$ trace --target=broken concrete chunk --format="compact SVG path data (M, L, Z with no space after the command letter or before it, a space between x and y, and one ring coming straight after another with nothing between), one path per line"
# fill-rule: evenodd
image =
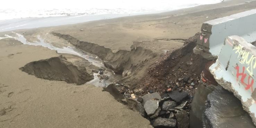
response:
M169 109L174 109L177 106L177 104L174 101L167 101L164 102L162 106L162 109L167 111Z
M158 109L159 101L157 100L150 100L147 101L144 104L145 111L148 116L153 115Z
M184 108L185 106L186 105L186 104L187 104L187 102L188 102L188 101L186 101L185 102L183 102L180 104L179 105L179 106L177 106L176 107L175 107L175 108L177 109L182 109L183 108Z
M153 121L152 126L154 128L174 128L176 126L176 122L175 119L160 118Z
M143 117L145 116L145 110L142 104L136 100L131 98L127 99L127 106L134 111L138 111Z
M175 90L168 92L168 95L174 101L181 103L188 96L188 93L184 91Z
M188 128L189 120L187 111L182 110L178 111L176 114L178 128Z
M152 93L144 95L142 97L143 99L142 101L142 104L144 105L146 102L149 100L151 100L152 99L157 99L159 100L161 99L161 96L160 96L159 94L157 92L154 92Z
M159 108L158 109L156 110L155 112L155 113L153 115L152 115L152 116L150 117L150 118L151 119L153 119L154 118L157 117L159 114L159 113L160 113L160 112L161 111L161 108Z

● ● ● ● ● ● ●

• _REQUIRED TASK_
Copy out the data word for word, starting from its first line and stopping after the line that contains "M158 109L159 101L157". Leave the pictures out of your copy.

• _RESULT FOR THIS EXERCISE_
$ trace --target=broken concrete chunk --format="compact SVG path data (M, L, Z with no space after the command letter or before it, a space between x and y, and one ring coming straight after another with nothing between), one path per line"
# fill-rule: evenodd
image =
response:
M169 109L174 109L177 106L177 104L174 101L167 101L164 102L162 106L162 109L167 111Z
M158 109L159 101L157 100L150 100L147 101L144 104L145 111L148 116L153 115Z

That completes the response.